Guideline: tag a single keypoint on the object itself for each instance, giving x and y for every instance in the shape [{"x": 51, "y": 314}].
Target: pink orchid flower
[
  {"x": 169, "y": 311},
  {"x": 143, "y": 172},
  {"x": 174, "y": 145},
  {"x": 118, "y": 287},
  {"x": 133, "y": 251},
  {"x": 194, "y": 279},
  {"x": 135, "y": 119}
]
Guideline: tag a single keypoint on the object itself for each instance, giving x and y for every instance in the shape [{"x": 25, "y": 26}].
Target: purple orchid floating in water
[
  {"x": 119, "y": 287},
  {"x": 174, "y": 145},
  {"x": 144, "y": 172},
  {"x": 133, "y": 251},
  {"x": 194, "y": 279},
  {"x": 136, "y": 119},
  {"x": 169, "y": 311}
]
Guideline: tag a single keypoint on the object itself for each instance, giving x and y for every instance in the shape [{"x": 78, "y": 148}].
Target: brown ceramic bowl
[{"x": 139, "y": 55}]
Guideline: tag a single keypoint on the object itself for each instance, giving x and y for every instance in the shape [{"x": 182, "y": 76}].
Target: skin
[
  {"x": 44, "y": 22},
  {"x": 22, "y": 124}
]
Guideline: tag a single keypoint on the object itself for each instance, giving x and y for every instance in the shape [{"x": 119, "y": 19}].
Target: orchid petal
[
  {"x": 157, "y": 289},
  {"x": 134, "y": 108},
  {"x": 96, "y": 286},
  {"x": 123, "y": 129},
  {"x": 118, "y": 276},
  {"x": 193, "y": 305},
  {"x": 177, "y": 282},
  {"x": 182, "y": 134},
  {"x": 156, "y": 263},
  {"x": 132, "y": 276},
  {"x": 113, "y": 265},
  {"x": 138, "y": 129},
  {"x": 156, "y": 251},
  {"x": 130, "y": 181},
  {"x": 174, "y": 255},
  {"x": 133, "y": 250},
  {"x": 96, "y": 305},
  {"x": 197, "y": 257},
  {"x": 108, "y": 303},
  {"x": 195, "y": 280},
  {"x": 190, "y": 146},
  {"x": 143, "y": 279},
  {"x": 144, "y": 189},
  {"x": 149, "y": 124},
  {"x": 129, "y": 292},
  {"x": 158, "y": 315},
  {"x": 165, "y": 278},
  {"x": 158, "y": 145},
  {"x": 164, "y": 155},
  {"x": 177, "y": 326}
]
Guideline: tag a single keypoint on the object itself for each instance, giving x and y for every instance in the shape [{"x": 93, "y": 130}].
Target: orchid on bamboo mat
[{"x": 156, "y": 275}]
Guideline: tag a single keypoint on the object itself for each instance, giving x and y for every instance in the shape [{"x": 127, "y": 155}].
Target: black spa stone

☆ ☆ ☆ ☆ ☆ ☆ ☆

• [Request] Go through the material above line by line and copy it exactly.

• [Task solution]
Guideline: tag a single keypoint on the object itself for each instance, giving x and y for every instance in the shape [{"x": 51, "y": 314}].
Target: pink orchid flower
[
  {"x": 169, "y": 311},
  {"x": 143, "y": 172},
  {"x": 174, "y": 145},
  {"x": 118, "y": 287},
  {"x": 133, "y": 251},
  {"x": 194, "y": 279},
  {"x": 135, "y": 119}
]
Guideline: tag a single keypoint on the object itself for each instance, giving x and y for every instance in the shape [{"x": 25, "y": 26}].
Target: purple orchid floating in water
[
  {"x": 119, "y": 287},
  {"x": 174, "y": 145},
  {"x": 144, "y": 172},
  {"x": 133, "y": 251},
  {"x": 194, "y": 279},
  {"x": 136, "y": 119},
  {"x": 169, "y": 311}
]
Guideline: tag a single keypoint on the object itself for each instance, giving x and y for every instance in the shape [{"x": 78, "y": 148}].
Target: brown ceramic bowl
[{"x": 139, "y": 55}]
Guideline: tag a single keypoint on the object itself for each instance, giving x and y for every instance in the shape [{"x": 182, "y": 76}].
Target: skin
[
  {"x": 44, "y": 22},
  {"x": 22, "y": 124}
]
Guideline: tag a single keypoint on the object itself for each instance, giving x and y for every instance in the shape [{"x": 119, "y": 19}].
Target: orchid petal
[
  {"x": 157, "y": 289},
  {"x": 134, "y": 108},
  {"x": 96, "y": 286},
  {"x": 123, "y": 129},
  {"x": 118, "y": 276},
  {"x": 193, "y": 305},
  {"x": 177, "y": 282},
  {"x": 182, "y": 134},
  {"x": 156, "y": 263},
  {"x": 132, "y": 276},
  {"x": 113, "y": 265},
  {"x": 138, "y": 129},
  {"x": 156, "y": 251},
  {"x": 130, "y": 181},
  {"x": 174, "y": 255},
  {"x": 133, "y": 250},
  {"x": 96, "y": 305},
  {"x": 197, "y": 257},
  {"x": 108, "y": 303},
  {"x": 195, "y": 280},
  {"x": 190, "y": 146},
  {"x": 143, "y": 279},
  {"x": 144, "y": 189},
  {"x": 149, "y": 124},
  {"x": 129, "y": 292},
  {"x": 158, "y": 315},
  {"x": 165, "y": 278},
  {"x": 158, "y": 145},
  {"x": 164, "y": 155},
  {"x": 177, "y": 326}
]
Guideline: tag a single keypoint on the object itself for each instance, giving x and y for every instance in the shape [{"x": 93, "y": 130}].
Target: orchid on bamboo mat
[{"x": 156, "y": 275}]
Guideline: tag a single keypoint on the object itself for each instance, giving x and y for every instance in the shape [{"x": 127, "y": 155}].
Target: black spa stone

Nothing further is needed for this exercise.